Goal -> Present the lines of the data below, from the line containing "[pin] mountain ridge -- one per line" through the end of the data, both ends included, as a JSON list of strings with one string per line and blank lines omitted. Leave the pictures out of the answer.

Record excerpts ->
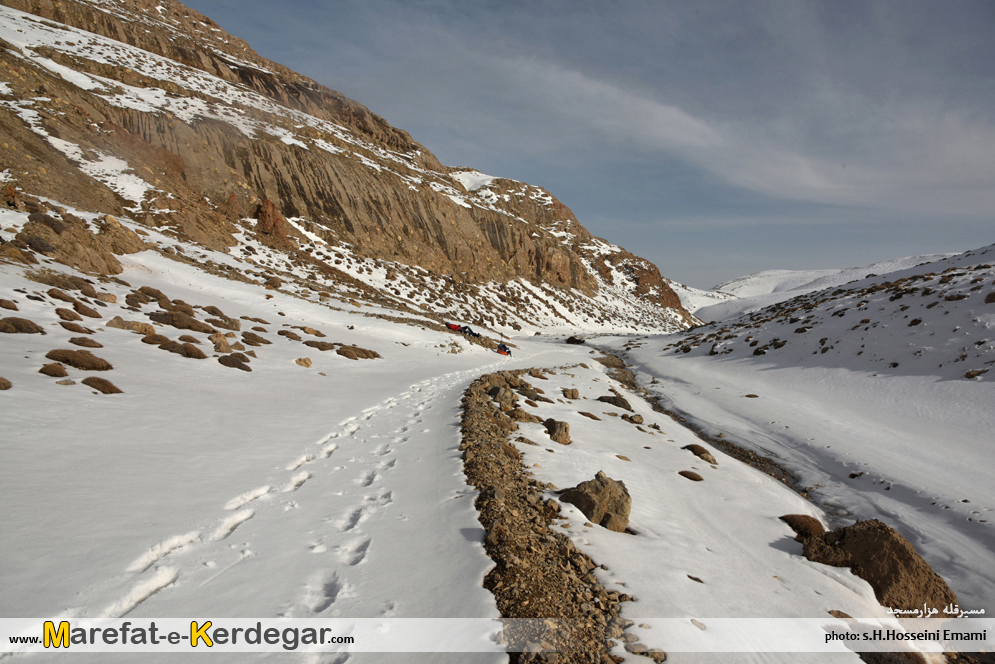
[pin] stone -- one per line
(603, 501)
(701, 453)
(559, 432)
(901, 579)
(805, 526)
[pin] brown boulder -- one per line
(603, 500)
(271, 227)
(55, 370)
(84, 310)
(700, 452)
(81, 359)
(901, 579)
(805, 526)
(559, 432)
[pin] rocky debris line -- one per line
(538, 572)
(749, 457)
(603, 501)
(901, 579)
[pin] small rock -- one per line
(559, 432)
(603, 500)
(55, 370)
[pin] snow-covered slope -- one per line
(772, 286)
(877, 395)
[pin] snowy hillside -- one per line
(772, 286)
(876, 396)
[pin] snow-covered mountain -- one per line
(148, 111)
(227, 389)
(768, 287)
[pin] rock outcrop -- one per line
(901, 579)
(603, 500)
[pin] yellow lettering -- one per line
(200, 633)
(60, 637)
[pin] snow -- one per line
(472, 180)
(288, 493)
(769, 287)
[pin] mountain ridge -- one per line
(189, 130)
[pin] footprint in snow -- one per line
(297, 481)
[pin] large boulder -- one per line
(603, 501)
(901, 579)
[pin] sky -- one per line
(716, 139)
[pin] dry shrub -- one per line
(186, 350)
(68, 314)
(86, 342)
(57, 294)
(357, 353)
(81, 359)
(254, 339)
(55, 370)
(226, 323)
(20, 326)
(101, 385)
(181, 321)
(233, 362)
(73, 327)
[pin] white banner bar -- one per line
(815, 635)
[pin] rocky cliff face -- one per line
(148, 111)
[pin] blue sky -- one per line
(715, 139)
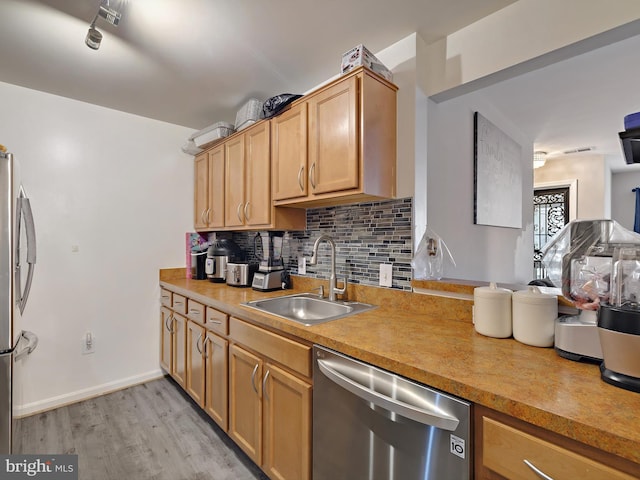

Written solution ->
[
  "[pin] mountain ridge -- one per line",
  "(189, 130)",
  "[pin] footprint in snow -- one per line",
  "(297, 481)",
  "[pin] large boulder -- one per line",
  "(603, 501)",
  "(901, 579)",
  "[pin] sky -- one per line",
  "(716, 139)",
  "[pin] dry shrub -- one per line",
  "(186, 350)",
  "(68, 314)",
  "(86, 342)",
  "(57, 294)",
  "(357, 353)",
  "(81, 359)",
  "(254, 339)",
  "(55, 370)",
  "(226, 323)",
  "(20, 326)",
  "(101, 385)",
  "(181, 321)",
  "(233, 362)",
  "(73, 327)",
  "[pin] white banner bar -- one per line",
  "(815, 635)",
  "[pin] rocky cliff face -- one per line",
  "(148, 111)",
  "[pin] blue sky -- one per line",
  "(715, 139)"
]